=== WHAT IS BEING ASKED ===
An exact copy of every record is needed.

—————

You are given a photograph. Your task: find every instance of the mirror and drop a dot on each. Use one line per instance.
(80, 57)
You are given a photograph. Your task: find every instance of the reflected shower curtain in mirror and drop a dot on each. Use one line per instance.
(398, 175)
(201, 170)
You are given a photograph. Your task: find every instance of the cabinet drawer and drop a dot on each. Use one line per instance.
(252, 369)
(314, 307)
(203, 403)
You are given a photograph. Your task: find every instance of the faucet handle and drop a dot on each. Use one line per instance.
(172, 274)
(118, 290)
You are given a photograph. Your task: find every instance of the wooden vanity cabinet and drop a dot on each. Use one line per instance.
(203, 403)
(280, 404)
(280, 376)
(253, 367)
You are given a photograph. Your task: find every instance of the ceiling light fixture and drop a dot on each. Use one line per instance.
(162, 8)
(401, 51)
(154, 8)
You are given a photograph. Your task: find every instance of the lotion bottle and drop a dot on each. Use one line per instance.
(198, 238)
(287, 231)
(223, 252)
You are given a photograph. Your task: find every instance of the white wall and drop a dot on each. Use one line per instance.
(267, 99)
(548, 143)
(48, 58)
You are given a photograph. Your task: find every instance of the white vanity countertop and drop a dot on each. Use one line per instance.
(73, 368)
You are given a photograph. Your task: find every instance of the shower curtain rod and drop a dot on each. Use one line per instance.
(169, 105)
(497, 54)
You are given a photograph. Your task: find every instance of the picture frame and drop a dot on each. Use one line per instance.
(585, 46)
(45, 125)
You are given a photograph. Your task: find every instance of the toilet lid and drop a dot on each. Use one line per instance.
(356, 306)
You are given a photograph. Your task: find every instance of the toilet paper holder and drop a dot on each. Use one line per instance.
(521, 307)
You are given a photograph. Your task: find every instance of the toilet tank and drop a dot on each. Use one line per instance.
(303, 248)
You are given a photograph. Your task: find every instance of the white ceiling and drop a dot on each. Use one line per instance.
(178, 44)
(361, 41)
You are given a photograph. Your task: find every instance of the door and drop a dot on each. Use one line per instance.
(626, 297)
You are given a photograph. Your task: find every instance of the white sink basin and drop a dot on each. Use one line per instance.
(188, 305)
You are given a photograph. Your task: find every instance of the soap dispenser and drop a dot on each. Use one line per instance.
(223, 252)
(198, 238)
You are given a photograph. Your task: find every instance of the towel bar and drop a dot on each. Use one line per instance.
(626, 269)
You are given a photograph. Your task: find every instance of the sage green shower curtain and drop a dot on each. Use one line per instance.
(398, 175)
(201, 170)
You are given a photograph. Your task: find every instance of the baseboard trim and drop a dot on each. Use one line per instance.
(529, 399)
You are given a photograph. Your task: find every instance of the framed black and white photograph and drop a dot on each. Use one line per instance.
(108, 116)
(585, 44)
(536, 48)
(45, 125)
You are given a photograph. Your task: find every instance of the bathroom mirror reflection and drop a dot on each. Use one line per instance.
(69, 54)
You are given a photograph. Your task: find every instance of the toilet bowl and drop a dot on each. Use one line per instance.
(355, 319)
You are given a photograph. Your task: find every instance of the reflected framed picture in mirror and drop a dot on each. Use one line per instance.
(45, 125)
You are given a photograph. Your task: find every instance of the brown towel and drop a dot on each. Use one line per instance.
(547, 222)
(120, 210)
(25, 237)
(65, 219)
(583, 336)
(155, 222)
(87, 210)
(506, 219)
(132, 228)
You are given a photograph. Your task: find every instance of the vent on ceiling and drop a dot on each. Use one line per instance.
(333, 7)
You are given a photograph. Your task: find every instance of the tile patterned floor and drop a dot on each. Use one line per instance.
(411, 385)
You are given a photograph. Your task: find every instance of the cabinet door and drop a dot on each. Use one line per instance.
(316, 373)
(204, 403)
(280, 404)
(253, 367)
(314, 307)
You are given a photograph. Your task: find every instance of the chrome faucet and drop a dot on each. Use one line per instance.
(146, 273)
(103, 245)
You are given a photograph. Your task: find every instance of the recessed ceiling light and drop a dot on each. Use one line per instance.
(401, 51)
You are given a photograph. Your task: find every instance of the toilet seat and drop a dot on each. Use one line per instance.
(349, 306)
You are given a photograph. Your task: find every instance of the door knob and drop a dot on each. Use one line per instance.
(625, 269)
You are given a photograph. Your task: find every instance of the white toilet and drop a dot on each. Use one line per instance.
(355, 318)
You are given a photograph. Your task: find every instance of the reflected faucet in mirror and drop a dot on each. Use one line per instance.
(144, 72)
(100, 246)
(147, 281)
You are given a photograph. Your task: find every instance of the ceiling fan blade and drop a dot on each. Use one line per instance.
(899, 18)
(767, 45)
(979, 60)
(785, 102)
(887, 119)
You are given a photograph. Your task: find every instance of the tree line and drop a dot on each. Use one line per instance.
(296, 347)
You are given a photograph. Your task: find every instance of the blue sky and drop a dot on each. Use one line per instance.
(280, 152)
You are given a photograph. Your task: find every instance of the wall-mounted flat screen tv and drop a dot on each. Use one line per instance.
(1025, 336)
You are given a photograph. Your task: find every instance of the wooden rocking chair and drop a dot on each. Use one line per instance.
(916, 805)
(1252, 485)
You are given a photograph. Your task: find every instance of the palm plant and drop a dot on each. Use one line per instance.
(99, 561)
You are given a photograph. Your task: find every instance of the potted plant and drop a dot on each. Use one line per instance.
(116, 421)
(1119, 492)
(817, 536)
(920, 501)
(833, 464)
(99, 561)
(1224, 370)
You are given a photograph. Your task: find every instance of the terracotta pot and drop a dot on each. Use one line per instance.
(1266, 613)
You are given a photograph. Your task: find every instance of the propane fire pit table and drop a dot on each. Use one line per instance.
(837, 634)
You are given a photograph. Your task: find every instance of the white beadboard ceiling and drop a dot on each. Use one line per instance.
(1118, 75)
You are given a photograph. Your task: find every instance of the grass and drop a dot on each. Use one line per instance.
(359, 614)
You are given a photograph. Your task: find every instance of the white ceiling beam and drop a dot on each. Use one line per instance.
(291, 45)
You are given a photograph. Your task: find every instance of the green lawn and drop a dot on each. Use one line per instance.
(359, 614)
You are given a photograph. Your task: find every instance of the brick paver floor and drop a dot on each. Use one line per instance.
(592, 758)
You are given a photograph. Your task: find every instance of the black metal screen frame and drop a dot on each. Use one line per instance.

—————

=== WRITTEN SOLUTION ===
You are given a photograph. Your task: find every instance of the mirror and drop a dot on each. Use one line per instance.
(80, 57)
You are given a photograph. Your task: find every instance of the reflected shower curtain in mirror and drop a dot on each. Use one line per instance.
(398, 175)
(201, 170)
You are given a photograph. Your task: find every instance of the cabinet drawer and drop a dot on each. Use one line per instance.
(252, 369)
(314, 307)
(203, 403)
You are given a photograph. Your task: find every instance of the faucet handle and drop a dot on each. Use one line per instance.
(172, 274)
(118, 290)
You are given a photograph. Your task: find every instance of the wooden vanity cabinet and drop a dot on each. Use one line per instance.
(203, 403)
(280, 404)
(280, 376)
(253, 367)
You are given a photograph. Your task: find every instance of the ceiling light fixture and drop a dot on each. Use one line per instance.
(162, 8)
(401, 51)
(154, 8)
You are given a photograph. Your task: find every instance of the lotion bottle and drop a dot on each. Use one line per instance.
(198, 238)
(287, 231)
(223, 252)
You are given a photograph. Your task: find every instance of the white wall and drop a dot on each. Use one line per instance.
(267, 99)
(548, 143)
(48, 58)
You are given a photograph. Your task: find every instance of the white vanity countertop and drop a dot on each. Use one line per instance.
(73, 368)
You are given a photograph. Your task: find every instance of the shower curtain rod and drop a dot on each. Use one line per instance.
(169, 105)
(497, 54)
You are given a photograph. Your task: find every instance of the picture frame and drop a dot on each. Use one line per instance.
(585, 46)
(45, 125)
You are given a photograph. Your task: find every instance of the toilet lid and drop a dot on each. Use one line per instance.
(356, 306)
You are given a photograph. Your task: find every instance of the toilet paper holder and drop a dot on each. Use one line per instance.
(521, 307)
You are given a photograph. Your task: find every instance of the toilet tank and drop a dot on each. Use one line per instance.
(303, 248)
You are given a photograph. Your task: find every instance of the white ceiling and drop a dot on each. Use one line per instance.
(178, 44)
(361, 41)
You are given a photograph. Your task: find every instance of the door and drop a dot on each. Use one line per instance.
(626, 297)
You are given a photograph. Your task: find every instance of the white sink basin and drop a dot on each. Use one line per instance.
(188, 305)
You are given a photograph. Your task: find every instance of the soap dispenser and drop a dot on each. Use one line per instance.
(223, 252)
(198, 238)
You are given a photograph. Your task: find every instance of the towel bar and drop a dot on each. Use one line per instance.
(626, 269)
You are given a photograph. Your task: find every instance of the sage green shower curtain and drop a dot on each. Use one line per instance.
(398, 175)
(201, 170)
You are given a photograph. Your task: find every instance of the baseboard trim and drop a dot on each. Use one line per instance.
(529, 399)
You are given a photograph. Your task: find every instance of the framed black and white photograph and drop a dot on each. Use one line per instance.
(108, 116)
(585, 44)
(536, 48)
(45, 125)
You are given a photograph. Your task: find every instance of the bathroom mirror reflection and drop a dot on each. Use one line per instance.
(69, 54)
You are given a photograph. Your task: find every instance of the toilet bowl and drop a dot on each. Use one line per instance.
(355, 319)
You are given a photograph. Your task: find every instance of the reflected framed picture in mirror and drop a dot on each. Use one line per instance.
(45, 125)
You are given a photograph. Your task: find every instance of the brown towel and drop a dot on each. Use one line per instance.
(547, 222)
(120, 210)
(25, 237)
(65, 219)
(583, 336)
(155, 222)
(87, 210)
(506, 219)
(132, 228)
You are given a photograph. Your task: find every instance of the vent on ceiling and drop a dot on each. Use one line per instance.
(333, 7)
You are given a photograph. Your task: find every instance of the tile patterned floor and drop a dot on each. Use one line per instance.
(411, 385)
You are given a photograph. Your task: find every instance of the cabinet door and drop a dot on each. Use one line per instance.
(316, 373)
(204, 403)
(280, 404)
(253, 367)
(314, 307)
You are given a photograph. Your task: find every instance of the chrome faucet and drop a dot on each. Use one line per instance.
(146, 273)
(103, 245)
You are given a photograph. Your task: find every instance of the recessed ceiling light and drop a dot on each. Use one line per instance.
(401, 51)
You are given a photograph. Your task: find every instance of the toilet seat and drop a dot on each. Use one line per instance.
(349, 306)
You are given a photograph. Your task: find every instance of the door knob and drop a dot on each. Use one line per instance.
(625, 269)
You are given a photograph. Your task: find every instance of the white toilet and drop a dot on each. Use one line per instance.
(355, 318)
You are given a photograph. Your task: find every instance of the reflected faucet in mirror and drop a dot on each. Use one line per instance.
(144, 72)
(100, 246)
(147, 281)
You are given a photograph. Your task: find every instance of the ceiling fan blade and drop a dot on each. Use one line per instance.
(899, 18)
(767, 45)
(979, 60)
(785, 102)
(887, 119)
You are given a photograph. Your task: find every instance of the tree line and drop a dot on each. Use one line per instance.
(296, 347)
You are given a photograph. Your task: find every instance of the blue sky and drop a dot on each. Use one line per instance.
(280, 152)
You are given a photograph. Your task: find every instance of the wall-mounted flat screen tv and drop a dot on each. Use one line per instance.
(1025, 336)
You are given a photograph. Your task: find every instance of the wooden rocking chair and drop a dot on each. Use one line per instance.
(916, 805)
(1252, 485)
You are given a photograph. Your task: find every instance of the palm plant and drop a dot on each. Use one line per instance.
(99, 561)
You are given a photograph. Your task: find every instance of the potted plant and drop a dot on each. Use one line per instance.
(116, 421)
(1119, 492)
(817, 536)
(920, 501)
(833, 464)
(99, 561)
(1224, 370)
You are given a photograph. Your task: find every instance of the terracotta pot and drop a dot on each. Use one line per instance.
(1266, 613)
You are given a photograph. Your task: find every instance of the propane fire pit table and drop a dot on each. Use one line per instance.
(837, 634)
You are given a photograph. Your task: find every instance of the white beadboard ceiling and drop a dot on each. Use one line per instance.
(1118, 75)
You are given a photograph. Your task: find every instance of the grass and drop a dot on each. Use one line per instance.
(359, 614)
You are given a photograph. Your task: find every instance of the white ceiling beam and drop a dot on each. Use one line per instance.
(291, 45)
You are given a photograph. Your task: find every instance of the green lawn and drop a dot on each. Use one line per instance.
(359, 614)
You are given a photograph. Your task: find every instance of the brick paver floor and drop a dot on each. Use one line per instance.
(592, 758)
You are given a photograph. Your task: find every instance of the black metal screen frame and drop a dot on each. Use one line per instance.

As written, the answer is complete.